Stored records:

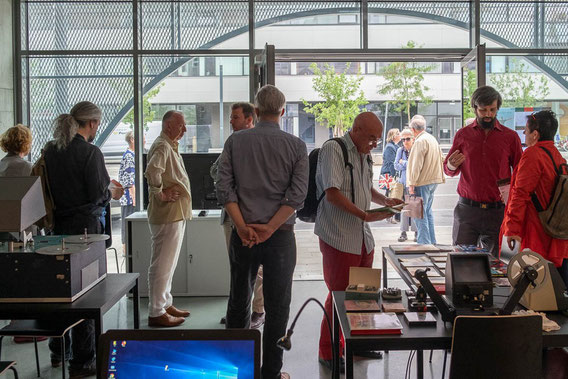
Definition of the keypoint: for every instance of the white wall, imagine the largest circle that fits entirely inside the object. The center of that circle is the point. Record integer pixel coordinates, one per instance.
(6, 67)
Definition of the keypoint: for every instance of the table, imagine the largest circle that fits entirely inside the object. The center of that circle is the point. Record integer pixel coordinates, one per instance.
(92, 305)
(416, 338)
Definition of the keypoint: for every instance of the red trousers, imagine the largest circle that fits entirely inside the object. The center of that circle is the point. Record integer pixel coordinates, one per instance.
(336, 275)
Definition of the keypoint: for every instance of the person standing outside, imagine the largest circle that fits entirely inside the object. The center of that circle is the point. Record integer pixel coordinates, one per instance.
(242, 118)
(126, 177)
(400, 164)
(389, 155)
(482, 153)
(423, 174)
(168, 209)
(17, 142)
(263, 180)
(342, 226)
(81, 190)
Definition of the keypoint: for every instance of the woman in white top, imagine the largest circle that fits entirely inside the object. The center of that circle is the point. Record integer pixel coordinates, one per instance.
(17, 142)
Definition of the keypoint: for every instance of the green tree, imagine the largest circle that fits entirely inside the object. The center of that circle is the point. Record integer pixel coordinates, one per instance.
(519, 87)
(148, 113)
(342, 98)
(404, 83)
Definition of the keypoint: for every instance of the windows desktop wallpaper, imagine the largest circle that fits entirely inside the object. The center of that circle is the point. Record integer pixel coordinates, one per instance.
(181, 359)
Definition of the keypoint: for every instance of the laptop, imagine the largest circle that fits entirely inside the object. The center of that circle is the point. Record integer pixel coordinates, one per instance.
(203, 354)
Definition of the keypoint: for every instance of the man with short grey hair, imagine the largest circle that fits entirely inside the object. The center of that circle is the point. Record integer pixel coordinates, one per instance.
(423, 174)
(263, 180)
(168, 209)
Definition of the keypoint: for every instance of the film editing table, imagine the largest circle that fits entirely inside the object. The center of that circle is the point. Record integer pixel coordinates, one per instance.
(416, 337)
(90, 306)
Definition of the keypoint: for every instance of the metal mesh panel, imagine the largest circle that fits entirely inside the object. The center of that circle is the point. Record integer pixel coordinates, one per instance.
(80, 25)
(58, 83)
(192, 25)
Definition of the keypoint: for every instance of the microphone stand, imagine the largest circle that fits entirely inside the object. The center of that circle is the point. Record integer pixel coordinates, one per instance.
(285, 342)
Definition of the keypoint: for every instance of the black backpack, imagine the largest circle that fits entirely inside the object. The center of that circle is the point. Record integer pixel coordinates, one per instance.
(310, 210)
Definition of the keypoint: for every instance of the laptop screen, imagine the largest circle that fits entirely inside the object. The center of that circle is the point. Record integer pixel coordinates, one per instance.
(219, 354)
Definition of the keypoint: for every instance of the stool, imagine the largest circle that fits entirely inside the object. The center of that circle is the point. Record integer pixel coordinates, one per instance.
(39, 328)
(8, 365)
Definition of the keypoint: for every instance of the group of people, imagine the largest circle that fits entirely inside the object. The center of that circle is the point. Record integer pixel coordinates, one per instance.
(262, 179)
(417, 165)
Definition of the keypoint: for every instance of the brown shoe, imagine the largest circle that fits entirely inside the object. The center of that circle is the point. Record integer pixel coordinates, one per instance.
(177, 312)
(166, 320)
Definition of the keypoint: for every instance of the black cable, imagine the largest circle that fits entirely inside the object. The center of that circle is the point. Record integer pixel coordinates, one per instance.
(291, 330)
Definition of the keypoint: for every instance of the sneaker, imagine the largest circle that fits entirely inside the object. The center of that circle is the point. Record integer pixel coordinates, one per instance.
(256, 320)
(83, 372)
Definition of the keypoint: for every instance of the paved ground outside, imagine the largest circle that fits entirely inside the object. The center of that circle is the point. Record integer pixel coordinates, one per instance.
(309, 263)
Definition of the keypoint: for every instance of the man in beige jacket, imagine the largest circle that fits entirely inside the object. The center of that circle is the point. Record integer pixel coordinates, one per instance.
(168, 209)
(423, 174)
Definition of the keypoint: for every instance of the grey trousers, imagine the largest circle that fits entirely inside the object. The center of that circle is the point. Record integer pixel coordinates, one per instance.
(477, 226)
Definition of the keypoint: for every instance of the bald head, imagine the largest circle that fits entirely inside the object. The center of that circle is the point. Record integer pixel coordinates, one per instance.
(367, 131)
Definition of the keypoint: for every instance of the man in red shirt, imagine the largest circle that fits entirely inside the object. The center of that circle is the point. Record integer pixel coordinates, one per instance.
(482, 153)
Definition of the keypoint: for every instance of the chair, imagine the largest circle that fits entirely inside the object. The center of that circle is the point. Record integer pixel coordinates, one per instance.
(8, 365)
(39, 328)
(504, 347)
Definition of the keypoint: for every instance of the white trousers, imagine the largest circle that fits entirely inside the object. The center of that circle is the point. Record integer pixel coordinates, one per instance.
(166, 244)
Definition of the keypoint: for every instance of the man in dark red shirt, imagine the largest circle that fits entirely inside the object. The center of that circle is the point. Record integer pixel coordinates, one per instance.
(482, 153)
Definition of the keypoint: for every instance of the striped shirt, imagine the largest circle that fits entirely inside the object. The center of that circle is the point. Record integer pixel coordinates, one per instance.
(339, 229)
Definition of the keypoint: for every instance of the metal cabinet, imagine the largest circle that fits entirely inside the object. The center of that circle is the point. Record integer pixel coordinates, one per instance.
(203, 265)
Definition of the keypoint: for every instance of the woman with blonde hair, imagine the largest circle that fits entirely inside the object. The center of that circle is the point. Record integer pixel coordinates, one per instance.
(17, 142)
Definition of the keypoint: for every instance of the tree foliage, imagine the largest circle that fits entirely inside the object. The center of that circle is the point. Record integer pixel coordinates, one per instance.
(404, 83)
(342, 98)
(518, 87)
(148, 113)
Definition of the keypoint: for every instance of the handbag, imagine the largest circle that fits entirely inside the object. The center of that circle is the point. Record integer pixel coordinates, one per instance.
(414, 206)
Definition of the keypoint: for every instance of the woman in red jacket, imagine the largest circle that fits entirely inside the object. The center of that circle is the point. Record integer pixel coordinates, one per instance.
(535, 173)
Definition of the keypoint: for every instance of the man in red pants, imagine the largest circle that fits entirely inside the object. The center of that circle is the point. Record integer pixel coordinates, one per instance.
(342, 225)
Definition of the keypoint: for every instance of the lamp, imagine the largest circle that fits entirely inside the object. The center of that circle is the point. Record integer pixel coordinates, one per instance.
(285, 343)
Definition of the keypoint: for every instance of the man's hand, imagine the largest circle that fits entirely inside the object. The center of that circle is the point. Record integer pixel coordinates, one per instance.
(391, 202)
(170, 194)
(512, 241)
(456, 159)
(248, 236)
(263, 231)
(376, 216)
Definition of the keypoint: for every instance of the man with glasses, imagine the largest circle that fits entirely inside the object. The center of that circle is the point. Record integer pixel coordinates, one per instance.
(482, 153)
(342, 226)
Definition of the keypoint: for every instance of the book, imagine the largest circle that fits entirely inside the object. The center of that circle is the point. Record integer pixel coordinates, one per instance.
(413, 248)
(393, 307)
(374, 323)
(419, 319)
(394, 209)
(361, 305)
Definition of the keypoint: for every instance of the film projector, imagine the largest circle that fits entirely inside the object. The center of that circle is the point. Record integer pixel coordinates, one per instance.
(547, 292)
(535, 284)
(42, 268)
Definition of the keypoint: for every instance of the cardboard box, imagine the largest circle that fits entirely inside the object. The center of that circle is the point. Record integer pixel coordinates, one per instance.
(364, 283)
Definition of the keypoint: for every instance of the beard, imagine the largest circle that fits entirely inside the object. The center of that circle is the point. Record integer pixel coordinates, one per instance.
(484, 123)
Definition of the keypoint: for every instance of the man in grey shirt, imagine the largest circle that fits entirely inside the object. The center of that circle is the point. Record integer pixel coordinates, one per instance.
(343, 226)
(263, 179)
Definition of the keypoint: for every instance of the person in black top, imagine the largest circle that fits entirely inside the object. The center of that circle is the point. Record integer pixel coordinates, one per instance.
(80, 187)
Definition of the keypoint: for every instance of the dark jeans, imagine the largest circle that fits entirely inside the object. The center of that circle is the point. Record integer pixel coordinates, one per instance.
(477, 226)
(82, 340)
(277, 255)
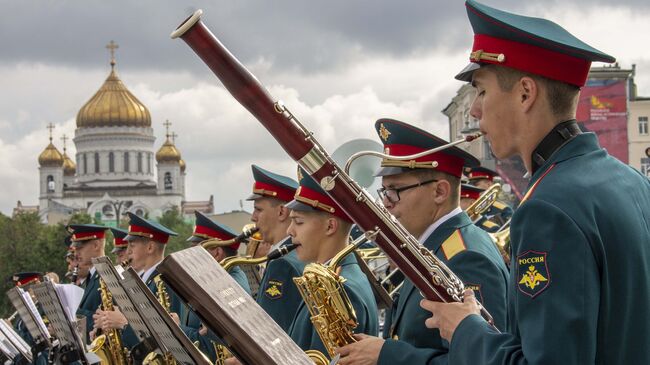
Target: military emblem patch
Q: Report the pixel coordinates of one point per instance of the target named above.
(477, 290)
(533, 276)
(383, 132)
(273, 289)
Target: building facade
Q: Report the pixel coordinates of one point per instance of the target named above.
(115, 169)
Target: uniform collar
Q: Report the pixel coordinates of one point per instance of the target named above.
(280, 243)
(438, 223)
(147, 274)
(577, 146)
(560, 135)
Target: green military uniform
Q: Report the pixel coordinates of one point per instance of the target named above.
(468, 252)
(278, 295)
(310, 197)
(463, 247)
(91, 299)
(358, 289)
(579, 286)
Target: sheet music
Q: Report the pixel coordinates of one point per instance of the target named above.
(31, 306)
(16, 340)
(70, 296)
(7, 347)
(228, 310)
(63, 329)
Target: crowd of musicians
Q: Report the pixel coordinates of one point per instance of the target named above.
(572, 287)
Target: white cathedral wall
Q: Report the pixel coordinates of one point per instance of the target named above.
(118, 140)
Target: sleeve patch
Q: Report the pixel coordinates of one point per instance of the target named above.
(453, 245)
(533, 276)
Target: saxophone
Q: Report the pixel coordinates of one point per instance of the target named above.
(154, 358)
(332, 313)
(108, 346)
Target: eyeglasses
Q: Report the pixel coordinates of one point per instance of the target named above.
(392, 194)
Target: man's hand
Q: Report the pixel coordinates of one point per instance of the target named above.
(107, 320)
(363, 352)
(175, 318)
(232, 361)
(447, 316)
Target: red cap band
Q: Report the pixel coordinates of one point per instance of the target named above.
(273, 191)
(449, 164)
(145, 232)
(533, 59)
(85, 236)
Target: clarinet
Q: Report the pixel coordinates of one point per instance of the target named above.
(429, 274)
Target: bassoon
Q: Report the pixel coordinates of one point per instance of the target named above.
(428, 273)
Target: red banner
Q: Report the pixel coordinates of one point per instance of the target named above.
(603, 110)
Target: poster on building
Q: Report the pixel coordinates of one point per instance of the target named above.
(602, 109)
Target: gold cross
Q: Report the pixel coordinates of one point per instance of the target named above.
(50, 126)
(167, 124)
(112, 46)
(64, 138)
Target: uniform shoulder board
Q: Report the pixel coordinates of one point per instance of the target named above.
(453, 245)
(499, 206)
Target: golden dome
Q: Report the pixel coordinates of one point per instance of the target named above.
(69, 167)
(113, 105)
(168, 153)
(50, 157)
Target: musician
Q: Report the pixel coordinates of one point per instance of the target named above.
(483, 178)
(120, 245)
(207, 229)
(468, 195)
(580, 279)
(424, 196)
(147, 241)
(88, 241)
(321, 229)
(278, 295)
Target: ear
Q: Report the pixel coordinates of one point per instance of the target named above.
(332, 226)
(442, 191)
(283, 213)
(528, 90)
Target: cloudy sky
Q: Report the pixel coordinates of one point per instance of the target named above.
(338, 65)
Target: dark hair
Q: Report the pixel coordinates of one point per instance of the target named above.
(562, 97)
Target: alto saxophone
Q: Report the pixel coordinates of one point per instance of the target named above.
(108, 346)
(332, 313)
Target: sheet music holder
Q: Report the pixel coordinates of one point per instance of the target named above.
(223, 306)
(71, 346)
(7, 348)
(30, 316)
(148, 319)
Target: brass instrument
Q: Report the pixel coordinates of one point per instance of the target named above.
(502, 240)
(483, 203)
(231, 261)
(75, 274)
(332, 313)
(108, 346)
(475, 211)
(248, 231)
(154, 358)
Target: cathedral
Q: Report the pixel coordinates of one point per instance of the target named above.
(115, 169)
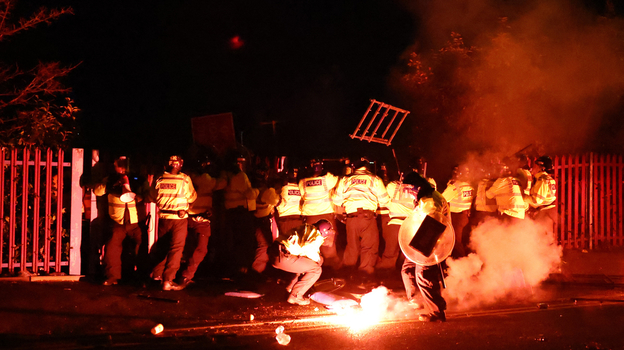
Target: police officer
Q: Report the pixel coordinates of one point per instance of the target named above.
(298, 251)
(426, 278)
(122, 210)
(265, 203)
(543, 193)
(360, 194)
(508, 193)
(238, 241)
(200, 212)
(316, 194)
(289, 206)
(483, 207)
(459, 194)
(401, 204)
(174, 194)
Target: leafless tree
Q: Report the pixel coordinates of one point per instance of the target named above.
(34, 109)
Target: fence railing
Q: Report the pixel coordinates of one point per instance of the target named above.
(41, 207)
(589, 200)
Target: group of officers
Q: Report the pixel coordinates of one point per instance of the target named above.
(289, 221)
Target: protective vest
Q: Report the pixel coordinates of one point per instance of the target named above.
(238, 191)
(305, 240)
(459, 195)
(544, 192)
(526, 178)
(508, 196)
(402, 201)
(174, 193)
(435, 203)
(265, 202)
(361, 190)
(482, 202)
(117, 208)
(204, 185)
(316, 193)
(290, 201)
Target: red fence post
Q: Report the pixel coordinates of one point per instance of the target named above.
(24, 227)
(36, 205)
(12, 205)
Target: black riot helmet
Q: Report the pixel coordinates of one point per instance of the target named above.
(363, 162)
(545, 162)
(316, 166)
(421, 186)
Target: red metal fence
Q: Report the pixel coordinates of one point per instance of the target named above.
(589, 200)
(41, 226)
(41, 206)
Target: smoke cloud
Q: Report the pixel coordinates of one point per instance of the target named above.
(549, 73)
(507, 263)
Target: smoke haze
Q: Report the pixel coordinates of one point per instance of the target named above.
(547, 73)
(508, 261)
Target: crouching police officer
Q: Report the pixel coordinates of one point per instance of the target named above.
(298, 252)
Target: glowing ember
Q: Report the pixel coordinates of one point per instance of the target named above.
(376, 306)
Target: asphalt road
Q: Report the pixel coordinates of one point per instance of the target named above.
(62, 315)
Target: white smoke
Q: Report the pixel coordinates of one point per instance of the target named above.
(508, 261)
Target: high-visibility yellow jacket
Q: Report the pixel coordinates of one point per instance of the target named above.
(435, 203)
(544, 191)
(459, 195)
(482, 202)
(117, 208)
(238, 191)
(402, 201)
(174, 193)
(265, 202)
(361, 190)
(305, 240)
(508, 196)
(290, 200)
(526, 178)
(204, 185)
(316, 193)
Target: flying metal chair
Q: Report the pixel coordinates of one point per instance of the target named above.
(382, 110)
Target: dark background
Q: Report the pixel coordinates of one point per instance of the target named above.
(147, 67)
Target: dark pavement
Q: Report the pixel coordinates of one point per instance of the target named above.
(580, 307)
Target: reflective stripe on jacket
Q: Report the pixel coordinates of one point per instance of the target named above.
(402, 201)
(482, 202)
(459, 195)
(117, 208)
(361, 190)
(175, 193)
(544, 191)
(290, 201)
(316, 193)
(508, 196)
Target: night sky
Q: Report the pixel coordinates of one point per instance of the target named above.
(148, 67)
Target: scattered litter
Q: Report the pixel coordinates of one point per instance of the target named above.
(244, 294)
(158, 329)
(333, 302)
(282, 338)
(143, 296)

▶ [Task to carry out]
Above are the records; repeat exactly the lines from the one holding "Target: uniform shoulder board" down to the one holding "Target: golden dome", end lines included.

▶ [Response to the exercise]
Target: uniform shoulder board
Q: Report the pixel coordinates of one point per instance of the target named above.
(453, 245)
(499, 206)
Target: golden dome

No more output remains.